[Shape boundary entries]
:::::
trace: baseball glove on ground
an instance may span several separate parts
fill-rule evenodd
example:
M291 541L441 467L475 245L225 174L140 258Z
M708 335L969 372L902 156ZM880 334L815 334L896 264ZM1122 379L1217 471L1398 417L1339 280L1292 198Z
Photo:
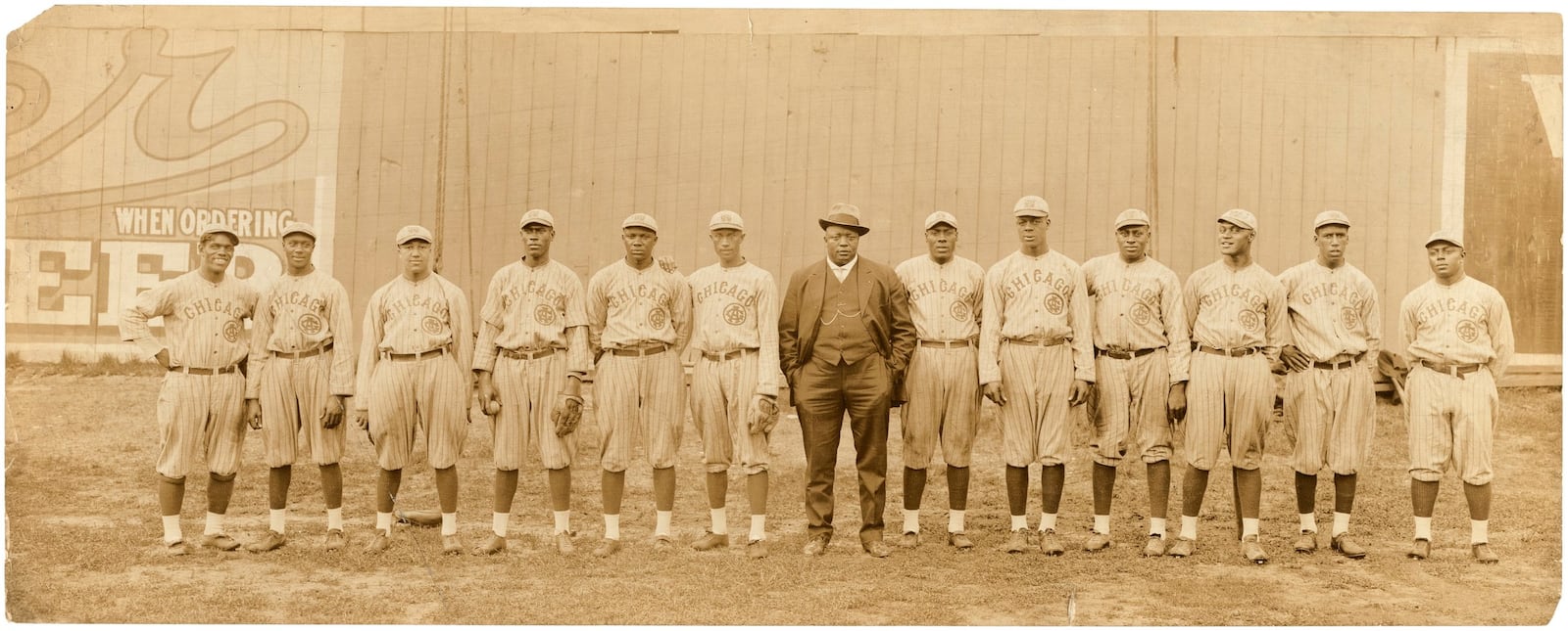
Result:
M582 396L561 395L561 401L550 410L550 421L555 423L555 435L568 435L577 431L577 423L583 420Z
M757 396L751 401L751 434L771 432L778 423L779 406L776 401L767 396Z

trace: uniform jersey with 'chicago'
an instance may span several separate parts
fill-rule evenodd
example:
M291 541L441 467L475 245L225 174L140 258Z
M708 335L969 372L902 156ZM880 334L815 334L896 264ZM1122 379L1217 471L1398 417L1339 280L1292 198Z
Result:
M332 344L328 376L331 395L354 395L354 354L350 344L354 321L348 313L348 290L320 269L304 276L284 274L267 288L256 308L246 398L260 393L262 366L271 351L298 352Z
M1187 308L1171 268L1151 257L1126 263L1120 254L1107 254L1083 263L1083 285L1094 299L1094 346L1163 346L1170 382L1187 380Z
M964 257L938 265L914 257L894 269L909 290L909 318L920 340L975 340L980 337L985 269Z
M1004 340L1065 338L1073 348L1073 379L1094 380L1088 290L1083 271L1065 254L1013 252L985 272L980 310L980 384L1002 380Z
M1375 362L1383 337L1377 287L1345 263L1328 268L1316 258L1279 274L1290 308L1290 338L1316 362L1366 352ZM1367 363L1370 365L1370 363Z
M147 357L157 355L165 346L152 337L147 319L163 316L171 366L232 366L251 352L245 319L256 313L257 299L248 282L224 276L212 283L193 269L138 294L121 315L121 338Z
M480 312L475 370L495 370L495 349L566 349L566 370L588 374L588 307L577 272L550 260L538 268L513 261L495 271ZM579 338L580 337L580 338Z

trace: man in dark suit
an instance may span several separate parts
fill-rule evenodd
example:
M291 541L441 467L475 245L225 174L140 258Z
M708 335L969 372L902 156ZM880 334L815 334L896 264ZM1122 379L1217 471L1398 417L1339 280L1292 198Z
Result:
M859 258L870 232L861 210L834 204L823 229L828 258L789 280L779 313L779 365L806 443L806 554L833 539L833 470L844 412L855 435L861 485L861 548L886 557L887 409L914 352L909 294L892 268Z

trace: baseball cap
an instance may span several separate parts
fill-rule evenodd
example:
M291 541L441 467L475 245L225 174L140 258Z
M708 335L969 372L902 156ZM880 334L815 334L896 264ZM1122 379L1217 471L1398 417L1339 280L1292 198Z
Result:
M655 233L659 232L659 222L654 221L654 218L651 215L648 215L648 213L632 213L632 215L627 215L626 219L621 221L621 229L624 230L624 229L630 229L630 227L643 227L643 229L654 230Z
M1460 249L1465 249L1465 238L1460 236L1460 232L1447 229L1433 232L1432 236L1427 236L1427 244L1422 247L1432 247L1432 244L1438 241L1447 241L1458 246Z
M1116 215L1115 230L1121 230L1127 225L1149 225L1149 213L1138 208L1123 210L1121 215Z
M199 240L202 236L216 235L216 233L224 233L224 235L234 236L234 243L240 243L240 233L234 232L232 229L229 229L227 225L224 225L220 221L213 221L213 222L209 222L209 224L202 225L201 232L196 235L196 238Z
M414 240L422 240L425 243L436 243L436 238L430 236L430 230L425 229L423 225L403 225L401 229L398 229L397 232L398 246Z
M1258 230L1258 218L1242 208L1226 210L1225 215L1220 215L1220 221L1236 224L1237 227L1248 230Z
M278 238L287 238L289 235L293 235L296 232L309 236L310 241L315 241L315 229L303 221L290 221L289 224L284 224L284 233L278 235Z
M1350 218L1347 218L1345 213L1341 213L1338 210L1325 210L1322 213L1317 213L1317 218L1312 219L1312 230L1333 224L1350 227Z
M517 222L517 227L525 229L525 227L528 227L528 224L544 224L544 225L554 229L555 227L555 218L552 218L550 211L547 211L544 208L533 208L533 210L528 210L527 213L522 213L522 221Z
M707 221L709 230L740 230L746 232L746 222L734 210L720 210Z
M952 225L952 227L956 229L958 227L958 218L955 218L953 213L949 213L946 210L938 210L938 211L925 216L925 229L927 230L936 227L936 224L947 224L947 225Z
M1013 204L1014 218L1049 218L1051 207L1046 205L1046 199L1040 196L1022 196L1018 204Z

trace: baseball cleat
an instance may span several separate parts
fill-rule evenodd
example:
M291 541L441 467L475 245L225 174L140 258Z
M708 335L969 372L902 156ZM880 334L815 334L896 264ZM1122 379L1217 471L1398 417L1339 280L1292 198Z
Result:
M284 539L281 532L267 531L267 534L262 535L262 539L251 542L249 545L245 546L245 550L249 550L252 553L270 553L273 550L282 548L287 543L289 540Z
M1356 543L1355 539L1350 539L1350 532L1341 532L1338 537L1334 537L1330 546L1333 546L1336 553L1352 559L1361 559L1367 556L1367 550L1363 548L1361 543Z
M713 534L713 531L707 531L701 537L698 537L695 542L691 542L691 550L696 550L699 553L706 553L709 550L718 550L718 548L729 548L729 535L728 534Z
:::::
Task requirements:
Reproduce every item above verbatim, leaving the picture out.

Answer to the problem:
trace: baseball glove on ground
an instance may span several separate parts
fill-rule evenodd
example:
M291 541L441 467L475 245L225 174L140 258Z
M708 335L969 372L902 156ZM880 334L815 334L896 264ZM1122 379L1217 471L1398 417L1339 280L1292 198Z
Photo:
Result:
M582 396L561 395L561 401L550 410L550 421L555 423L555 435L568 435L577 431L577 423L583 420Z
M757 396L751 401L751 434L771 432L778 423L779 406L776 401L767 396Z

trace: uniform jersey with 'chicago'
an instance may span several separate parts
fill-rule evenodd
example:
M291 541L441 467L475 245L225 174L140 258Z
M708 335L969 372L902 156ZM880 334L815 334L896 264ZM1122 379L1217 471L1398 417L1339 280L1292 198Z
Result:
M332 344L328 376L331 395L354 395L354 354L350 344L354 321L348 313L348 290L320 269L304 276L284 274L267 288L256 308L246 398L260 393L262 366L271 351L298 352Z
M1187 308L1171 268L1151 257L1126 263L1120 254L1107 254L1083 263L1083 285L1094 299L1094 346L1163 346L1170 382L1187 380Z
M964 257L938 265L914 257L894 269L909 290L909 318L920 340L975 340L980 337L985 269Z
M1004 340L1065 338L1073 348L1073 379L1094 380L1088 290L1083 271L1065 254L1013 252L985 272L980 310L980 384L1002 380Z
M1375 362L1383 337L1377 287L1345 263L1328 268L1316 258L1279 274L1290 308L1290 338L1316 362L1366 352ZM1367 363L1370 365L1370 363Z
M147 357L157 355L165 346L152 337L147 319L163 316L171 366L232 366L251 352L245 319L256 313L257 299L248 282L224 276L212 283L193 269L138 294L121 315L121 338Z
M480 312L475 370L495 370L495 349L566 349L566 370L588 374L588 307L577 272L550 260L538 268L513 261L495 271ZM579 338L580 337L580 338Z

trace: man in dark suit
an instance may span several separate parts
fill-rule evenodd
example:
M291 541L441 467L475 245L225 174L140 258Z
M708 335L969 372L902 156ZM880 334L815 334L896 264ZM1122 379L1217 471L1398 417L1339 280L1292 198Z
Result:
M859 258L870 232L861 210L834 204L823 229L828 258L789 280L779 313L779 365L806 443L806 554L833 539L833 470L844 412L855 435L861 485L861 548L886 557L887 409L914 352L909 294L892 268Z

trace: baseball cap
an instance may span several separate parts
fill-rule evenodd
example:
M291 541L441 467L475 245L225 174L140 258Z
M708 335L969 372L902 156ZM880 334L815 334L896 264ZM1122 379L1217 471L1398 417L1339 280L1292 198Z
Result:
M655 233L659 232L659 222L654 221L654 218L651 215L648 215L648 213L632 213L632 215L627 215L626 219L621 221L621 229L624 230L624 229L630 229L630 227L643 227L643 229L654 230Z
M1460 249L1465 249L1465 238L1460 236L1460 232L1447 229L1433 232L1432 236L1427 236L1427 244L1422 247L1432 247L1432 244L1438 241L1447 241L1458 246Z
M1116 215L1115 230L1121 230L1127 225L1149 225L1149 213L1138 208L1123 210L1121 215Z
M199 240L202 236L216 235L216 233L224 233L224 235L234 236L234 243L240 243L240 233L234 232L232 229L229 229L227 225L224 225L220 221L213 221L213 222L209 222L209 224L202 225L201 232L196 235L196 238Z
M414 240L422 240L425 243L436 243L436 238L430 236L430 230L425 229L423 225L403 225L401 229L398 229L397 232L398 246Z
M1258 230L1258 218L1242 208L1226 210L1225 215L1220 215L1220 221L1236 224L1237 227L1248 230Z
M278 238L287 238L289 235L293 235L296 232L309 236L310 241L315 241L315 229L303 221L290 221L289 224L284 224L284 233L278 235Z
M1350 218L1347 218L1345 213L1341 213L1338 210L1325 210L1322 213L1317 213L1317 218L1312 219L1312 230L1333 224L1350 227Z
M517 222L517 227L525 229L525 227L528 227L528 224L544 224L544 225L554 229L555 227L555 218L552 218L550 211L547 211L544 208L533 208L533 210L528 210L527 213L522 213L522 221Z
M707 221L709 230L740 230L746 232L746 222L734 210L720 210Z
M952 225L952 227L956 229L958 227L958 218L955 218L953 213L949 213L946 210L938 210L938 211L925 216L925 229L927 230L936 227L936 224L947 224L947 225Z
M1013 204L1014 218L1049 218L1051 207L1046 205L1046 199L1040 196L1022 196L1018 204Z

trace: baseball cleat
an instance may span several separate parts
fill-rule evenodd
example:
M291 541L441 467L475 245L225 174L140 258Z
M708 335L969 372L902 156ZM880 334L815 334L896 264ZM1122 379L1217 471L1398 417L1339 280L1292 198Z
Result:
M284 539L281 532L267 531L267 534L262 535L262 539L251 542L249 545L245 546L245 550L249 550L252 553L270 553L273 550L282 548L287 543L289 540Z
M1356 543L1355 539L1350 539L1350 532L1341 532L1338 537L1334 537L1330 546L1333 546L1336 553L1352 559L1361 559L1367 556L1367 550L1363 548L1361 543Z
M713 534L713 531L707 531L701 537L698 537L695 542L691 542L691 550L696 550L699 553L706 553L709 550L718 550L718 548L729 548L729 535L728 534Z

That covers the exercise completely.